──────── 文書 ────────

駐車場の耐用年数とは?国税庁の法定耐用年数と減価償却
駐車場にある機器設備、立体駐車場の建物には耐用年数があります。これらは減価償却ができ、不動産所得から差し引くことが可能です。この記事では、駐車場設備の法定耐用年数と減価償却の基礎知識、今後のメンテナンス・更新工事について解説します。

駐車場の耐用年数に関する基礎知識
土地活用において、駐車場経営は一番生活に身近なものです。駐車場には、屋根もなく雨ざらしの青空(平面)駐車場、時間制にて貸し出しするコインパーキング駐車場、空間を有効的に使える自走式の立体駐車場、繁華街など土地が限られた立地ではタワーパーキング駐車場があります。
また、駐車場を設置するには土地の整地も必要です。砂利敷き・アスファルト舗装・コンクリート舗装などが施されています。他にもフェンスや敷地内の照明、防犯カメラなどの設備があります。ここで気になるのがこれらの機器等の耐用年数です。仮に耐用年数が短ければ、交換サイクルが早くなりその分費用が掛かります。
しかし、駐車場に設置済みの機器等は減価償却ができます。各機器等に予め設定された法定耐用年数に応じて減価償却ができ、毎年の確定申告時に経費にて不動産所得から差し引くことが可能です。この記事では、駐車場の耐用年数と、経営に役立つ減価償却の知識を紹介していきます。まずは、減価償却について詳しく見ていきましょう。
減価償却とは
減価償却とは、減価償却資産を法定上定められた金額で算出し、その耐用年数にわたり必要経費として計上することです。減価償却できる資産は、建物・建物付属施設・構築物・機械装置などになり、土地自体は減価償却の対象にはなりません。
つまり駐車場内の車止めや舗装・照明・防犯カメラ・フェンスなど、各々に法定耐用年数が設定されており、その期間内において減価償却が可能です。なお、法定耐用年数は国税庁のホームページにて公開されています。

──────── データ行 ────────

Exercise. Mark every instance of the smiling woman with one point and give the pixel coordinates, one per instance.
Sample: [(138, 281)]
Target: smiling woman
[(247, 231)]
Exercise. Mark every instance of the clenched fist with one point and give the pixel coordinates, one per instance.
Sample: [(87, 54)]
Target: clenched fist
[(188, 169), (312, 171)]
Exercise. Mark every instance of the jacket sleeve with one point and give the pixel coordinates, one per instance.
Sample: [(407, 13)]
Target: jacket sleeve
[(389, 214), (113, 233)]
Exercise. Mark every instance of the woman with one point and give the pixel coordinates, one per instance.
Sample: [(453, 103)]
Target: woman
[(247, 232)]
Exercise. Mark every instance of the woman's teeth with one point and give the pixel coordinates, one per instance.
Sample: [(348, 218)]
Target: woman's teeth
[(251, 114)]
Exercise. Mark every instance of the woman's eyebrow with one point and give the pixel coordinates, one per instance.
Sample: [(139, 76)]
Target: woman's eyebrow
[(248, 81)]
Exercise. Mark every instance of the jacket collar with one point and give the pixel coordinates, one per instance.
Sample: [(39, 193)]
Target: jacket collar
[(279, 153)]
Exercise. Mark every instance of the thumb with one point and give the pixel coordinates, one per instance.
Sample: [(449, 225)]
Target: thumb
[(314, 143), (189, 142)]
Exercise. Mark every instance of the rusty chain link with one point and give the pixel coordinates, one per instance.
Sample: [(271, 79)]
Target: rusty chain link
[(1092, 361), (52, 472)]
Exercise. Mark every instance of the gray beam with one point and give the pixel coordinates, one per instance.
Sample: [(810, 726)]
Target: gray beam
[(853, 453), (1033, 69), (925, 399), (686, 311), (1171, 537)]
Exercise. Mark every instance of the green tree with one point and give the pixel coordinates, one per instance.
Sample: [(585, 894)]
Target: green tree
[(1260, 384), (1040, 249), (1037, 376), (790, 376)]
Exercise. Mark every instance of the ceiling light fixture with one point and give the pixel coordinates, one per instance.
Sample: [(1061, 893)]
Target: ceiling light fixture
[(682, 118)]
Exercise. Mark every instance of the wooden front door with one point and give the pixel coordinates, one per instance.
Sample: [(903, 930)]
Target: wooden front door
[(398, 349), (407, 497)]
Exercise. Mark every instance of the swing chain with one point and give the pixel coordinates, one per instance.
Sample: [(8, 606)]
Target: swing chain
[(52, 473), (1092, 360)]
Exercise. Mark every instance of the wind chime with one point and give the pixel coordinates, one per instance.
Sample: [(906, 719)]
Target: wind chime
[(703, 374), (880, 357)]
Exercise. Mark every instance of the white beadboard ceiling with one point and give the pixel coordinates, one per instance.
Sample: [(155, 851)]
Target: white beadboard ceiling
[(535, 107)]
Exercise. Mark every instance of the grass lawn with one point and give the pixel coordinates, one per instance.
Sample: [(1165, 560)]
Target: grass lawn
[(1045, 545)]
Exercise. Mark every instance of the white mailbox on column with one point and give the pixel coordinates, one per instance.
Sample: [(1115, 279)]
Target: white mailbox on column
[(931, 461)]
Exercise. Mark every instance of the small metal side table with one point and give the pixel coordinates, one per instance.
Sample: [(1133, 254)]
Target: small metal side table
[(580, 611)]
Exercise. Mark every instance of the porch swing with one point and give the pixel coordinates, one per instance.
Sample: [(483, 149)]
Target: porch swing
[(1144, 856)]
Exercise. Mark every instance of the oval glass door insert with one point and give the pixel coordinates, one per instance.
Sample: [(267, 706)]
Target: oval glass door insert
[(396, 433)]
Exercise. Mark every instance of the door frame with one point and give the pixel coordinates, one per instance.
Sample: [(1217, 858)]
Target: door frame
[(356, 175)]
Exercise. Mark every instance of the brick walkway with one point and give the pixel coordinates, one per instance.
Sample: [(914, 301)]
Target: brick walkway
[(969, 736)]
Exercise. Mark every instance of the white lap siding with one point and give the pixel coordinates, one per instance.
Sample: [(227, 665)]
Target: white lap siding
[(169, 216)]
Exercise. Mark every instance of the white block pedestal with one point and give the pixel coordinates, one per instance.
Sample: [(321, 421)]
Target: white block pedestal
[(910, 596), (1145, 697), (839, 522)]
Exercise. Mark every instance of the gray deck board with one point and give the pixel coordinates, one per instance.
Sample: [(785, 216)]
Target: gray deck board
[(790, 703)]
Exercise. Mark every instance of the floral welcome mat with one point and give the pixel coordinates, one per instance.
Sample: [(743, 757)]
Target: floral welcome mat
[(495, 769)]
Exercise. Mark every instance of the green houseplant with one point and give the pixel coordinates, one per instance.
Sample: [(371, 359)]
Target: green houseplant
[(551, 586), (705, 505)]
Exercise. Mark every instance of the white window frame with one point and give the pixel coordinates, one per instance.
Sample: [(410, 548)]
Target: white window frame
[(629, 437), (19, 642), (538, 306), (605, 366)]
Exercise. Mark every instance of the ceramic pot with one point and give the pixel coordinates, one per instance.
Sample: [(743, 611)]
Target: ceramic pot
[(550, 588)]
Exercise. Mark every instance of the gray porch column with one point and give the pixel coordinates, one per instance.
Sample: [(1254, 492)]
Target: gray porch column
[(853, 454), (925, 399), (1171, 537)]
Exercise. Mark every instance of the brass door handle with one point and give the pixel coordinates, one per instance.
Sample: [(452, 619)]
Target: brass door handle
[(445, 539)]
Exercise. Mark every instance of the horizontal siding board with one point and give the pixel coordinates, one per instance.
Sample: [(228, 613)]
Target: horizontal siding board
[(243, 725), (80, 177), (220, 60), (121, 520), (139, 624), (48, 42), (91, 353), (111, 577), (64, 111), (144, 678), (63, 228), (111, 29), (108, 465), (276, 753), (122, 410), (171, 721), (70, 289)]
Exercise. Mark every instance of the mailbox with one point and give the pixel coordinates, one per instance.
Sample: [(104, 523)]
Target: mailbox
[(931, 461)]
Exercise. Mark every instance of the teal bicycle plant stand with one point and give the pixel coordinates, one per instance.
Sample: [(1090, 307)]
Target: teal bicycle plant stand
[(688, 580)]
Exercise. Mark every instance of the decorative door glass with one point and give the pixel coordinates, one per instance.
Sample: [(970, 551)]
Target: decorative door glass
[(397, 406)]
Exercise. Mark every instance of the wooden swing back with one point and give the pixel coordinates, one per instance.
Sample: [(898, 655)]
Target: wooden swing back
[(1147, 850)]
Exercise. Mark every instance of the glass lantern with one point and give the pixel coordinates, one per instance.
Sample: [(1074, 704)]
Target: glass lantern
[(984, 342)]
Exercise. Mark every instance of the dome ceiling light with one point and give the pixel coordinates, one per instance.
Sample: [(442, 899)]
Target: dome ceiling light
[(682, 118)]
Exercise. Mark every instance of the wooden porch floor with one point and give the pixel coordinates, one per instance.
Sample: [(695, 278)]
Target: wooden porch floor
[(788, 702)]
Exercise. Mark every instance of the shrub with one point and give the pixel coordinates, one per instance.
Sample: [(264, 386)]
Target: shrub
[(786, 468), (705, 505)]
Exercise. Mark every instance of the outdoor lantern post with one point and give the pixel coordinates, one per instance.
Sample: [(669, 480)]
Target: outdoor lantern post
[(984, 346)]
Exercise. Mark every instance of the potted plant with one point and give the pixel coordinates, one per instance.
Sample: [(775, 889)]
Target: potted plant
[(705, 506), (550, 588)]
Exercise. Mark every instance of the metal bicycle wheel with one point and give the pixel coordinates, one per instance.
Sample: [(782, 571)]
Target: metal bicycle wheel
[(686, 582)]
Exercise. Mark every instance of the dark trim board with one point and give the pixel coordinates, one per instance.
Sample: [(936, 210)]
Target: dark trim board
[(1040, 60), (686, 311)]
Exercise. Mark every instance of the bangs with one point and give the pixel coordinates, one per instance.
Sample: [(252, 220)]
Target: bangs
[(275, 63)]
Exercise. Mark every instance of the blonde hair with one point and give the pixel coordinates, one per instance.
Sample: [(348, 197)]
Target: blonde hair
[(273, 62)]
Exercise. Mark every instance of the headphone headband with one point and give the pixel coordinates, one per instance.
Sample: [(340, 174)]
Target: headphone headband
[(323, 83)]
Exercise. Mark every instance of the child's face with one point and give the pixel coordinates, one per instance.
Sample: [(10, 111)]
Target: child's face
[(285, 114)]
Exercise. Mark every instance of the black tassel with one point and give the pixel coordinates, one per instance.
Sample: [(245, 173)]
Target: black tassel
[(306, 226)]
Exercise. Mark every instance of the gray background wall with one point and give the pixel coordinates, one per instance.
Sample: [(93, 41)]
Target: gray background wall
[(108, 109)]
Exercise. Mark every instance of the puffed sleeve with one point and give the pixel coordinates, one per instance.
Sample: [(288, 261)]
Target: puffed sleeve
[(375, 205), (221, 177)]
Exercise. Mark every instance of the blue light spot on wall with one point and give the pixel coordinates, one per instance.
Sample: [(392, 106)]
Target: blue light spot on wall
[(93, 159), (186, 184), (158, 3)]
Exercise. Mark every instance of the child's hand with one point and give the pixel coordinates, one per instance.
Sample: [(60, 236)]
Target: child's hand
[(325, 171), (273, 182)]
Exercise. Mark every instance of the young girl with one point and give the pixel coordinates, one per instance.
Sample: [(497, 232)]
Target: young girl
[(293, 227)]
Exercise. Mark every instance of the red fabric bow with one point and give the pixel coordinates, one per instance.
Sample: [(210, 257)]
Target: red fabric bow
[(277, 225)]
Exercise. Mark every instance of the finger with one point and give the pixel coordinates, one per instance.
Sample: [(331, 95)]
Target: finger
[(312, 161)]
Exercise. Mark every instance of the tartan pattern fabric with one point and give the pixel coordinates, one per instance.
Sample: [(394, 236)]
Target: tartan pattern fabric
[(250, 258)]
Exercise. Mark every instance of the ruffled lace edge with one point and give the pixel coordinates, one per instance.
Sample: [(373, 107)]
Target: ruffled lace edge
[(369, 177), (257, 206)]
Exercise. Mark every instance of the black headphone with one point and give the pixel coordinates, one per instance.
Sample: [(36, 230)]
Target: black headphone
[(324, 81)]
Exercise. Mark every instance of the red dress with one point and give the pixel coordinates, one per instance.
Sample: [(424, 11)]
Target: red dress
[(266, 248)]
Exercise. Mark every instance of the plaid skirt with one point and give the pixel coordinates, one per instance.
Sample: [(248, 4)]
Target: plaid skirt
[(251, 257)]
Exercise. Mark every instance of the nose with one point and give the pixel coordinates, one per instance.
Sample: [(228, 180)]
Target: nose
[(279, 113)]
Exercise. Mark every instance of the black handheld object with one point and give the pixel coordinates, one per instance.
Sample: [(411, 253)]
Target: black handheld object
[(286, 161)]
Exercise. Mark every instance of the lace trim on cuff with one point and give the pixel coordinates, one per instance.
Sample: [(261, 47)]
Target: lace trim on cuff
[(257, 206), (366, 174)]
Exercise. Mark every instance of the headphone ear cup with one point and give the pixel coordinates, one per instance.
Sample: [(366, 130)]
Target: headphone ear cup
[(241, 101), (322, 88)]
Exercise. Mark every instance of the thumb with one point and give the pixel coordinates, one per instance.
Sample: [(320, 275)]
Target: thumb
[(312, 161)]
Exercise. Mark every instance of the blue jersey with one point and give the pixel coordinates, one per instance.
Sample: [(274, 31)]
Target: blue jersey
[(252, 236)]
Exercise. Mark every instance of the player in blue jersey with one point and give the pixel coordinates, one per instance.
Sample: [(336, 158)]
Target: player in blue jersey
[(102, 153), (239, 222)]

────────

練習の目標
駐車場の耐用年数についての文書にある「減価償却できる資産は、建物・建物付属施設・構築物・機械装置などになり、土地自体は減価償却の対象にはなりません。」という一文を英語に訳すこと。

練習の結果
Assets that can be depreciated include buildings, building attachments, structures, and machinery and equipment; the land itself is not subject to depreciation.